=== Work item ===
Of the lines below, report only those that contain "rough".

=== Information provided ===
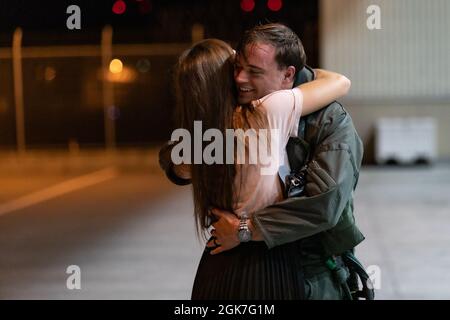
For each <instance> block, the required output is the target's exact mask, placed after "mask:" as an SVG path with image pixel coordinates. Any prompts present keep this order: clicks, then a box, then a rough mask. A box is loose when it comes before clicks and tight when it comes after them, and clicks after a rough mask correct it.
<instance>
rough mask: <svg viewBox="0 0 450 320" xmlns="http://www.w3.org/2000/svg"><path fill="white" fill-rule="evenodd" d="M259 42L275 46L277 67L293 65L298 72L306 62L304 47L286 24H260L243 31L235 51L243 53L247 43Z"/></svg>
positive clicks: (287, 66)
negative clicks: (236, 47)
mask: <svg viewBox="0 0 450 320" xmlns="http://www.w3.org/2000/svg"><path fill="white" fill-rule="evenodd" d="M256 42H261V43H265V44H270V45H272V46H274V47H275V49H276V51H275V61H276V62H277V63H278V67H279V68H280V69H281V68H286V67H289V66H294V67H295V71H296V72H298V71H300V70H302V69H303V67H304V66H305V64H306V54H305V49H304V48H303V44H302V42H301V40H300V38H299V37H298V36H297V34H295V32H294V31H292V30H291V29H290V28H288V27H287V26H285V25H283V24H281V23H269V24H262V25H258V26H255V27H253V28H252V29H249V30H247V31H245V33H244V35H243V37H242V38H241V40H240V42H239V44H238V47H237V52H238V53H243V52H244V50H245V47H246V46H247V45H249V44H254V43H256Z"/></svg>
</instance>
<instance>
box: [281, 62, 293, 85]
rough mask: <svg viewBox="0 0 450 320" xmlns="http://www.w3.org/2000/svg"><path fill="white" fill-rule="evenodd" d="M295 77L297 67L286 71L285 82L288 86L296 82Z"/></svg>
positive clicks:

=== Output ===
For each <instance> block, the required output is the target's exact mask, placed after "mask:" as an SVG path with image pixel coordinates. Any prompts present keep this order: clicks, then a box, then a rough mask. A box is loose when it comes before clicks and tight when it comes after them, and clicks after a rough mask correct it.
rough mask: <svg viewBox="0 0 450 320" xmlns="http://www.w3.org/2000/svg"><path fill="white" fill-rule="evenodd" d="M259 42L275 46L277 67L293 65L298 72L306 62L304 47L286 24H260L243 31L235 51L243 53L247 43Z"/></svg>
rough mask: <svg viewBox="0 0 450 320" xmlns="http://www.w3.org/2000/svg"><path fill="white" fill-rule="evenodd" d="M295 77L297 67L286 71L285 82L288 86L296 82Z"/></svg>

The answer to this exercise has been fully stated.